§ Using the information:
1 - In the article on ExPecto, which journal published the scientists' study?
2 - From the article on ExPecto, echo the part that opens with the words containing "ExPecto can pinpoint" and closes with "and Behçet’s disease.".
3 - Does each statement below agree with the article on ExPecto? Answer yes or no for each, and quote the words of the article that decide it.
(a) ExPecto was created by scientists at the Flatiron Institute's Center for Computational Biology and Princeton University.
(b) The scientists used the method to compute the genetic consequences of fewer than 100 million mutations.
(c) Olga Troyanskaya is the principal investigator of the study.

─── Extract provided ───

US-based scientists at the Flatiron Institute’s Center for Computational Biology (CCB) and Princeton University have created a machine learning framework, called ExPecto, which can predict the effects of mutations in the ‘dark matter’ regions of the human genome and could one day aid in drug therapy selection.

ExPecto can pinpoint how specific mutations can disrupt the way genes turn on and off throughout a patient’s body and could help to avoid some of the fatal consequences of disrupted gene expression.

The scientists have published their study in Nature Genetics. They reported using the new method to compute the genetic consequences of more than 140 million mutations in different tissues and could pinpoint the mutations potentially responsible for increasing the risk of several immune-related diseases, including chronic hepatitis B, Crohn’s disease and Behçet’s disease.

CCB deputy director of genomics and Princeton professor Olga Troyanskaya is the principal investigator of the study. She said: “ExPecto can examine any genetic variant and predict its effect on gene expression. That’s incredibly exciting.”

─── Data shown ───

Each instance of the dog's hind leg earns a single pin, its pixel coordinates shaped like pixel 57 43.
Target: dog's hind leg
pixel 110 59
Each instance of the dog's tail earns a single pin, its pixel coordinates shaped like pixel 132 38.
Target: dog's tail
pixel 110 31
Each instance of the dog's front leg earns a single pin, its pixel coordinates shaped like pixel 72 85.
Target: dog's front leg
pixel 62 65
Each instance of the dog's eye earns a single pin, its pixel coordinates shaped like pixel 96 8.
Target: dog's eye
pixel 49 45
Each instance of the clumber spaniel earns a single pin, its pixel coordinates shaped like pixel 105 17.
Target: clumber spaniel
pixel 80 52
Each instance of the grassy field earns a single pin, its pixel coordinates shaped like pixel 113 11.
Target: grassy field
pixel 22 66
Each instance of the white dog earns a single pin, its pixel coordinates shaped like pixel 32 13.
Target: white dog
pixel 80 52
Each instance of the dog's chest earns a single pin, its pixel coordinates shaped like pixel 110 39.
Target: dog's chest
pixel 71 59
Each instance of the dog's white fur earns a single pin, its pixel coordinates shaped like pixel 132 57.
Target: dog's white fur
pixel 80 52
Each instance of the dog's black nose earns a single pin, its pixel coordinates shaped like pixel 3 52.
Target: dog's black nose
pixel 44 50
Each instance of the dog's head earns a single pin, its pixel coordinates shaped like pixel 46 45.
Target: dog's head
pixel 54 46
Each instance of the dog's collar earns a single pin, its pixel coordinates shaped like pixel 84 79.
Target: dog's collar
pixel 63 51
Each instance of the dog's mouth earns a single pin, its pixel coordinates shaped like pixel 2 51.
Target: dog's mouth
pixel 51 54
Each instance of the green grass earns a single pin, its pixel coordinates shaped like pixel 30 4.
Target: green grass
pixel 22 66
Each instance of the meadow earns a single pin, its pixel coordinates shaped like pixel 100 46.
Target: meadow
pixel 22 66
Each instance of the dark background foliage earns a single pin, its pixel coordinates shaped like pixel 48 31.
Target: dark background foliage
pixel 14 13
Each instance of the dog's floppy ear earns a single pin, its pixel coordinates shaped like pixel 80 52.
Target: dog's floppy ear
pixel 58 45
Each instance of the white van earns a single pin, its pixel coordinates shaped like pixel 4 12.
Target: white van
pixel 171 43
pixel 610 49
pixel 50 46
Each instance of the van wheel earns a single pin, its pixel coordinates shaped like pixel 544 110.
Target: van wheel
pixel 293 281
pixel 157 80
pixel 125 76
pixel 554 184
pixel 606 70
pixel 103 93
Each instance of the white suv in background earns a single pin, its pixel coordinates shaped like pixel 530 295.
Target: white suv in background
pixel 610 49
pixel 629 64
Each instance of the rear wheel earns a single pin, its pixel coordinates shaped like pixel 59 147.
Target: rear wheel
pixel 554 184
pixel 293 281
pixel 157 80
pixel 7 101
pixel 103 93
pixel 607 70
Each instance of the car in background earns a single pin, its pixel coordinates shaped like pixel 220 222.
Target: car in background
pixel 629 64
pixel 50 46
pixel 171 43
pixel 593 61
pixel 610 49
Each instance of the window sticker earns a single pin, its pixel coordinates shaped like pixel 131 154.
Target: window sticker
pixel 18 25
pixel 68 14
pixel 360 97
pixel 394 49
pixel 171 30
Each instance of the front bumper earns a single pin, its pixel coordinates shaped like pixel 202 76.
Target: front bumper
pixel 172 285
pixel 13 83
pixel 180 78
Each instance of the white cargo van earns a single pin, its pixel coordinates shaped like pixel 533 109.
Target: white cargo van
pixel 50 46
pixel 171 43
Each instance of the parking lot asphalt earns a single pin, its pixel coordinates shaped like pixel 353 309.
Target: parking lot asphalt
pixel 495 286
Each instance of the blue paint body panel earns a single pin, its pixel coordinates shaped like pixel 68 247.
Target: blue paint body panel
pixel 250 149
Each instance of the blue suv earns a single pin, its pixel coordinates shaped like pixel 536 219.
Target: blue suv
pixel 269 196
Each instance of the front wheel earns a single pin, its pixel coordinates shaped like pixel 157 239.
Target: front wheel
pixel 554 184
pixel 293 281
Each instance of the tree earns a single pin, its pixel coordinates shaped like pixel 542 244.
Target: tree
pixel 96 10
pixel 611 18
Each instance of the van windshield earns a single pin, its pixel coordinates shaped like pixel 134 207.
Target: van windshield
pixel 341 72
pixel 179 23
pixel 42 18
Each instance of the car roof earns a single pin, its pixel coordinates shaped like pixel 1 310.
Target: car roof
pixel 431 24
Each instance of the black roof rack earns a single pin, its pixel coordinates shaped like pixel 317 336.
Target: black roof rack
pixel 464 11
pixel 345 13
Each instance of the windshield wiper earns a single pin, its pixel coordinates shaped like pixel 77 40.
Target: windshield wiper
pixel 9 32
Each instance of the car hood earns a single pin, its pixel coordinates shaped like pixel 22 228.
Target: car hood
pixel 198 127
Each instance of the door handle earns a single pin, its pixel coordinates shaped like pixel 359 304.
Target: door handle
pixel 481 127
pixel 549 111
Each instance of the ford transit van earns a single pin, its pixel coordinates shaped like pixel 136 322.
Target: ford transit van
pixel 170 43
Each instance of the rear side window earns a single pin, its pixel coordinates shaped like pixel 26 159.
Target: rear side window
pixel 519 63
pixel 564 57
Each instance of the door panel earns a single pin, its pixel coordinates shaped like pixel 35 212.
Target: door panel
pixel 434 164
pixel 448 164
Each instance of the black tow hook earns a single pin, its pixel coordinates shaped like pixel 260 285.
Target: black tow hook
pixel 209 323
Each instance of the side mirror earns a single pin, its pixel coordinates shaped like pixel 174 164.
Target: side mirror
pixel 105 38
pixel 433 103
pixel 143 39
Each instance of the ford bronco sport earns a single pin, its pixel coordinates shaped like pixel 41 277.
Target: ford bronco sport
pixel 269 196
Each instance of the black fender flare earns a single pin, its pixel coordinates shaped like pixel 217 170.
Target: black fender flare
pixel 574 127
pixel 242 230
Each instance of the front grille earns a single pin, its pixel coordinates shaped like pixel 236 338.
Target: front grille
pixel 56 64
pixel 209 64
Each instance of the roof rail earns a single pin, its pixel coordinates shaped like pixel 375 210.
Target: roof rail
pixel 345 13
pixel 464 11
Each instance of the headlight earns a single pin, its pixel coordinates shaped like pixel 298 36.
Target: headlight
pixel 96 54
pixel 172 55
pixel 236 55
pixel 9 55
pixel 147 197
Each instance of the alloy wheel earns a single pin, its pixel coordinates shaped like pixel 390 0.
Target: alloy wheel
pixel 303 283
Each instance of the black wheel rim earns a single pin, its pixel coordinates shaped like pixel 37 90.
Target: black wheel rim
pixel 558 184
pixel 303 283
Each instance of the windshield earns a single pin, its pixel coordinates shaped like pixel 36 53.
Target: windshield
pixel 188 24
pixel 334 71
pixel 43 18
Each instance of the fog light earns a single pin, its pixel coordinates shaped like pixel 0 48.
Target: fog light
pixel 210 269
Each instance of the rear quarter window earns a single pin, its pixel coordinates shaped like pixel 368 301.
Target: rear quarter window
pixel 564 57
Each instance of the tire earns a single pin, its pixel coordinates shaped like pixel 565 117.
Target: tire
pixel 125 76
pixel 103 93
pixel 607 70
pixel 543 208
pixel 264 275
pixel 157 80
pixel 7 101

───
─── Data shown ───

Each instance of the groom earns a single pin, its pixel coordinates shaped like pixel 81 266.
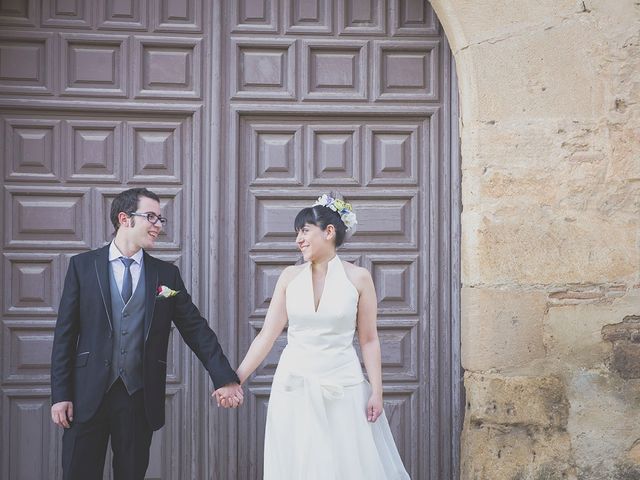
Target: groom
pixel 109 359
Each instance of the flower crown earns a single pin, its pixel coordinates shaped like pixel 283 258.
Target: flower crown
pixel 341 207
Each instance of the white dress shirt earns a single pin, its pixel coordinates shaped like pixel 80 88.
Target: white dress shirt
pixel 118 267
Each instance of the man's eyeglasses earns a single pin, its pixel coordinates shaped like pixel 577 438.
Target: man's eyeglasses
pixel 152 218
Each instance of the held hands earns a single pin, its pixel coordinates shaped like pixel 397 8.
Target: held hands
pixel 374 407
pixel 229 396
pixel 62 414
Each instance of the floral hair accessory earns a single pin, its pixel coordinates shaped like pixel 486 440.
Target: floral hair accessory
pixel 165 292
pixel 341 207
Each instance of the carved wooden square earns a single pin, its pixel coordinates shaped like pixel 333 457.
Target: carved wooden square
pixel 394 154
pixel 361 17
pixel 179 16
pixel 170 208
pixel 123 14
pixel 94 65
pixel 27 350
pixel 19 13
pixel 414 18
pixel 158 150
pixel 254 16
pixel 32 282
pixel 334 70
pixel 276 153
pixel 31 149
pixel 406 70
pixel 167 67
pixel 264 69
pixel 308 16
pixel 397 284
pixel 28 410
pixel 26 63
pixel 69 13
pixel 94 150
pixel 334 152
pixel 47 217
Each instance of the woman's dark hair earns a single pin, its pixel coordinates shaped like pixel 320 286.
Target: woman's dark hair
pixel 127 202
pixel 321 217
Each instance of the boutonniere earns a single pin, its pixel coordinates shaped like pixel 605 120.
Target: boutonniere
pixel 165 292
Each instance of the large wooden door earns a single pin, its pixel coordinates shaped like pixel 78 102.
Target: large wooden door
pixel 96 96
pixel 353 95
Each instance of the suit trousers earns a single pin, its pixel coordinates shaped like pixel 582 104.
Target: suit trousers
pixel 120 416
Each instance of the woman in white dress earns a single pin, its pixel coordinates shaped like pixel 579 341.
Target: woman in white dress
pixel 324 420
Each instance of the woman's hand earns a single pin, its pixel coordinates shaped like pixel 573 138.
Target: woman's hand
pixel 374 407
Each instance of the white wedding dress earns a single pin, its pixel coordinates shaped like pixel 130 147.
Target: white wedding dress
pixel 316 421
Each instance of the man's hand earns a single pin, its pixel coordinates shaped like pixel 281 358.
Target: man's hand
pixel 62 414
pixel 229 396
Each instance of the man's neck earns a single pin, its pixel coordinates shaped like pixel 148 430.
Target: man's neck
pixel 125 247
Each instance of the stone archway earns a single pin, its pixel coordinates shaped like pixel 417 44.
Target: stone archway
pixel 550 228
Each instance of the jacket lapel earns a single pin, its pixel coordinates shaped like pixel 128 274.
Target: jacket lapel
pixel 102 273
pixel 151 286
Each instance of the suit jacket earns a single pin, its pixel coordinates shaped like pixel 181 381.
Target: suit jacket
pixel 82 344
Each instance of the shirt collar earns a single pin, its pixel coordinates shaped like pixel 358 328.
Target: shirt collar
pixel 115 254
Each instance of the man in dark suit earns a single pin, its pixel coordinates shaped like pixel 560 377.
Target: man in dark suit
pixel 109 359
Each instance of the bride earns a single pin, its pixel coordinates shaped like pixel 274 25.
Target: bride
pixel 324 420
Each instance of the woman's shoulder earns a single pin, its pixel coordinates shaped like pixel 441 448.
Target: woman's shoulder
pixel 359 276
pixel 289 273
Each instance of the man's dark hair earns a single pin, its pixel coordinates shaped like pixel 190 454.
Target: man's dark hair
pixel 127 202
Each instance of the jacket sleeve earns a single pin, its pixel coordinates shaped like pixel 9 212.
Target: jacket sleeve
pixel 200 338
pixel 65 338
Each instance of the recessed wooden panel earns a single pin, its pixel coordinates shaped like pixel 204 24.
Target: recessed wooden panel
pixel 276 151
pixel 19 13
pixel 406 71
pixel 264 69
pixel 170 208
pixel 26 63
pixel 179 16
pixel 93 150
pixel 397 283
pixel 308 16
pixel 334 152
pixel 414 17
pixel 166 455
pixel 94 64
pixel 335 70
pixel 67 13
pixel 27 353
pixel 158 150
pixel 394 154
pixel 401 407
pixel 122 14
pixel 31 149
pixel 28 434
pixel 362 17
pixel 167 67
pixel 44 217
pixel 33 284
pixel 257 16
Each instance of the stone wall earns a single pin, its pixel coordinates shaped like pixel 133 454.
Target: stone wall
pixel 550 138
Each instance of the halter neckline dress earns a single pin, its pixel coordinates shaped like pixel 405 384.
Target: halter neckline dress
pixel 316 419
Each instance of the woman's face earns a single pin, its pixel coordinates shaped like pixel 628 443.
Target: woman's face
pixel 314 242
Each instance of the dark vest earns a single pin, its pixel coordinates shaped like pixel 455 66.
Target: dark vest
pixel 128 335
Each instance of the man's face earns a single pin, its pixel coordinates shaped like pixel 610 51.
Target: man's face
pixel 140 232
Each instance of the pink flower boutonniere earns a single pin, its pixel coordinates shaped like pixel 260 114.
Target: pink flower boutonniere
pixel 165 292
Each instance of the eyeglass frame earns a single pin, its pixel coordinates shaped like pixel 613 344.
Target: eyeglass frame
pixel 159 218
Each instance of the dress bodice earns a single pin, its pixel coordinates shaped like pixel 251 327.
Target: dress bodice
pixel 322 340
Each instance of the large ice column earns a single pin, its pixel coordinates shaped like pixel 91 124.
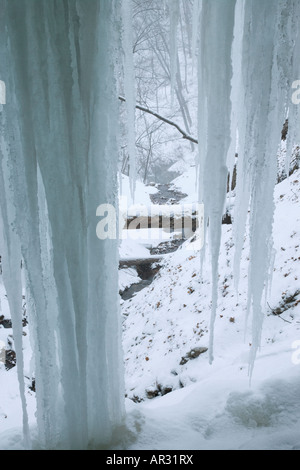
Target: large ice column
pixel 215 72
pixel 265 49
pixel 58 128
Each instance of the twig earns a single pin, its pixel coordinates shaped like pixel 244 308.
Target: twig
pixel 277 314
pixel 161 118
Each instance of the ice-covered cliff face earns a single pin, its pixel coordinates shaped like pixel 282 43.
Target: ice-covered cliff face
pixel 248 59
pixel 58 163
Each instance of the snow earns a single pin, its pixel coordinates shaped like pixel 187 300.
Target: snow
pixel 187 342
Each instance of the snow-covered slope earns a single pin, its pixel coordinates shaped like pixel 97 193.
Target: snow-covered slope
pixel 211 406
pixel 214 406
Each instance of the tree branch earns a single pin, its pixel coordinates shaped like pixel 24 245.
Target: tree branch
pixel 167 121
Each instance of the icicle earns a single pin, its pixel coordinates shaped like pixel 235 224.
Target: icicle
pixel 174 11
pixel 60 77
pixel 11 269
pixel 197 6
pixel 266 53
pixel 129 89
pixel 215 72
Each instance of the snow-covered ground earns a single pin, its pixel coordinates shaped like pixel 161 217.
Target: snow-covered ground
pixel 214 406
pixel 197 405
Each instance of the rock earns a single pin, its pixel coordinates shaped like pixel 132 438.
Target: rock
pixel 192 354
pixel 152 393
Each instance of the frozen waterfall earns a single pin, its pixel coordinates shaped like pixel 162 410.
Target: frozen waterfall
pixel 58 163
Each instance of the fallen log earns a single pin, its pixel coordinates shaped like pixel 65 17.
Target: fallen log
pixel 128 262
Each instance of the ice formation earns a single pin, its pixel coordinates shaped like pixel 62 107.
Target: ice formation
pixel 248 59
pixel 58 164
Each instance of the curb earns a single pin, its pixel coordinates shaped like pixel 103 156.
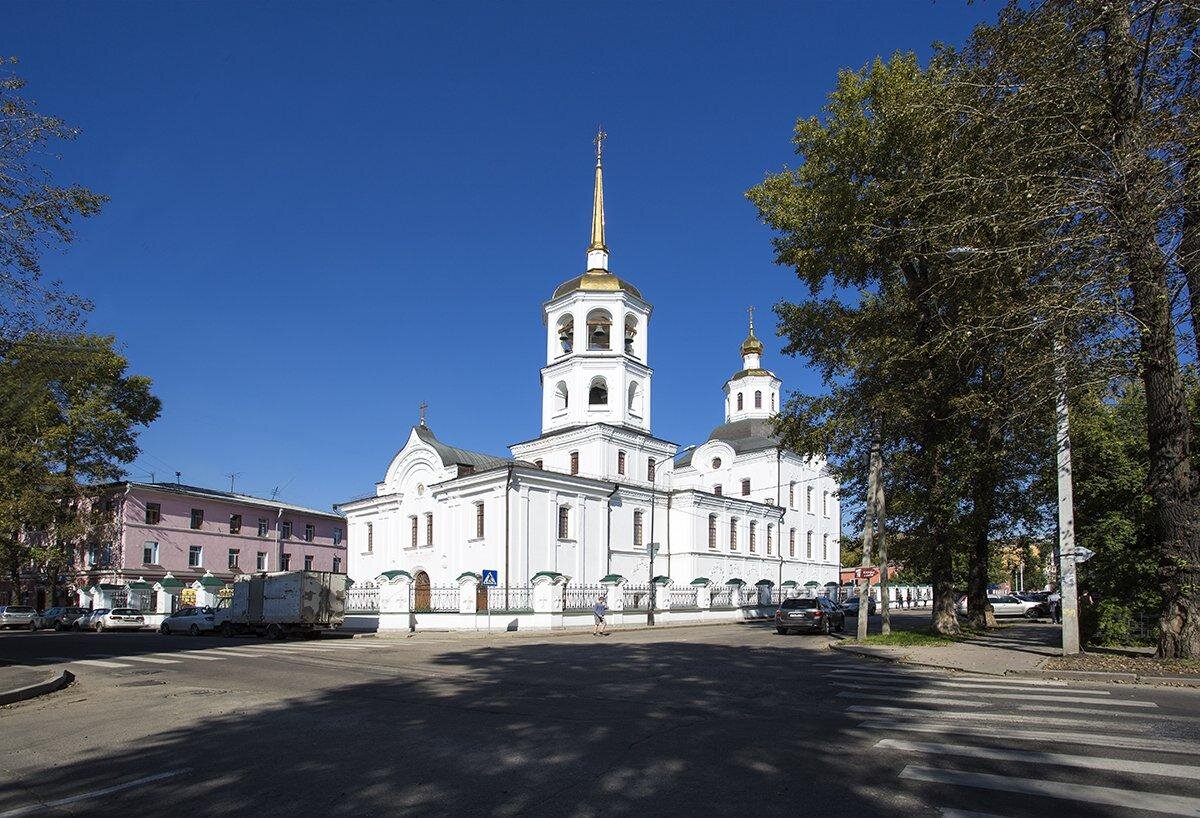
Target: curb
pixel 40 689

───

§ Problem solutions:
1 - Nature Genetics.

2 -
ExPecto can pinpoint how specific mutations can disrupt the way genes turn on and off throughout a patient’s body and could help to avoid some of the fatal consequences of disrupted gene expression.

The scientists have published their study in Nature Genetics. They reported using the new method to compute the genetic consequences of more than 140 million mutations in different tissues and could pinpoint the mutations potentially responsible for increasing the risk of several immune-related diseases, including chronic hepatitis B, Crohn’s disease and Behçet’s disease.

3 -
(a) Yes: "US-based scientists at the Flatiron Institute’s Center for Computational Biology (CCB) and Princeton University have created a machine learning framework, called ExPecto"
(b) No: "more than 140 million mutations in different tissues"
(c) Yes: "Olga Troyanskaya is the principal investigator of the study"